◆ Given information
+===+

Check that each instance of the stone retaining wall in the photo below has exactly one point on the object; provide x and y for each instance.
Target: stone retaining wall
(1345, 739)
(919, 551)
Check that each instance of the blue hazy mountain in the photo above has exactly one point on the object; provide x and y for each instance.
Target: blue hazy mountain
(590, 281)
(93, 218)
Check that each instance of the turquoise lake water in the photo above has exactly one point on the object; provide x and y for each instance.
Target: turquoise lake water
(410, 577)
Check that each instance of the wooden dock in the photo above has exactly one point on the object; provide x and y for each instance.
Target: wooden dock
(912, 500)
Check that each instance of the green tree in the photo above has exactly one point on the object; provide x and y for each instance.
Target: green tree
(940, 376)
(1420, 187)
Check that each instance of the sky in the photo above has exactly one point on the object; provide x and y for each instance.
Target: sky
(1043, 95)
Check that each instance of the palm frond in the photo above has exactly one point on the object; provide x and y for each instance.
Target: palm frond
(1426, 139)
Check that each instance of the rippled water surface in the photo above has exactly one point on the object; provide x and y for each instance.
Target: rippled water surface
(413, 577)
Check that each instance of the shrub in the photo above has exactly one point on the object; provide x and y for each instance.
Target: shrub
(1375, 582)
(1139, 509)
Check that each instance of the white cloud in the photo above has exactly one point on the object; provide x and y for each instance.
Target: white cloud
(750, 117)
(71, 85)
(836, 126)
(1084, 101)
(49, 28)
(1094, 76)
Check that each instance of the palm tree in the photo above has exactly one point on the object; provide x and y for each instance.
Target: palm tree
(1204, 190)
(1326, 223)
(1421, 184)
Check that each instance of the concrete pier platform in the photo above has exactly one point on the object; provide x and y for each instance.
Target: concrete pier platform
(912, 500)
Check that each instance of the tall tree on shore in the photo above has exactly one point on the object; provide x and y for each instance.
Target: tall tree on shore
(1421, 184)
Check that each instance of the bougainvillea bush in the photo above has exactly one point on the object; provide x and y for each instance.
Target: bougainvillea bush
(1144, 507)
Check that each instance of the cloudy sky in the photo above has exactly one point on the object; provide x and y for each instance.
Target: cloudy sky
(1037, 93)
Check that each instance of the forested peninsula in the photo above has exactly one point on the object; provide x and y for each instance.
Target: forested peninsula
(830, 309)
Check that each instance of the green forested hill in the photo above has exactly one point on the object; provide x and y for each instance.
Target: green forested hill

+===+

◆ Exercise task
Convert all of the material above into a numbered list with one line per entry, leaving out any blank lines.

◆ Task solution
1. Check that each instance of the stone retaining wall in the photo below has exactly one point on the object; provide x and y for each instance.
2. Target: stone retaining wall
3. (1345, 739)
4. (919, 551)
5. Check that each instance of the blue hazy mountain in the photo above has exactly one point on the object; provide x and y for each instance.
6. Target: blue hazy mountain
7. (590, 281)
8. (93, 218)
9. Check that each instance of the turquoise lake water in the photo above has exactly one point on the object; provide x and y for each instance.
10. Target: turquoise lake water
11. (410, 577)
12. Check that each instance of the wooden dock in the photo above has exactly one point on the object; provide x and y for each instance.
13. Target: wooden dock
14. (912, 500)
15. Check that each instance of the green tree in the photo above has exactly one point on the object; provide x and y for each instance.
16. Target: green tree
17. (940, 376)
18. (1420, 187)
19. Check that each instance of the sky in the photo above has exactly one point on the object; provide x and y for each instance.
20. Target: sky
21. (1043, 95)
22. Check that each instance of the palm frond in the photo above has exactly one point on the object; provide x and y for each instance.
23. Target: palm frond
24. (1426, 139)
25. Check that each instance of the rippled water surface in the photo above has exactly one point on the object; provide x and y for each instance.
26. Target: rippled water surface
27. (413, 577)
28. Check that each instance of the shrub in the photo above has exactly one point on the object; provide x and y for each instance.
29. Target: shrub
30. (1375, 582)
31. (1139, 509)
32. Check that each instance of the white cloud in the photo above has exactly one point on the object; provide x and y for each instance.
33. Target: white cloud
34. (750, 117)
35. (71, 85)
36. (836, 126)
37. (1084, 101)
38. (49, 28)
39. (1094, 76)
40. Check that each instance of the palm tree in the photo above has exactly one point on the object; provide x and y for each instance.
41. Target: palm tree
42. (1204, 190)
43. (1326, 223)
44. (1421, 184)
45. Check that each instance of the concrete pier platform in the photo above has exactly one point on the object; provide x and y for each instance.
46. Target: concrete pier platform
47. (912, 500)
48. Check that each instance of the tall tree on shore in the photo above has exactly one point on the object; provide x and y for each instance.
49. Target: tall tree on shore
50. (1421, 184)
51. Check that each instance of the bougainvillea bush in the photo above has exactly one point on the object; provide x and y for each instance.
52. Target: bougainvillea bush
53. (1144, 507)
54. Check that each instance of the cloudy sky in the photo above has exactly one point on the object; provide x and y for each instance.
55. Target: cloudy sky
56. (1037, 93)
57. Check that each instance of the forested peninsula in the photo above has exactly one point on the object; provide x and y for each instance.
58. Target: forested peninsula
59. (830, 309)
60. Check that each instance of the green forested hill in the photo above has exactly one point on the object; provide x and y for each instance.
61. Target: green forested hill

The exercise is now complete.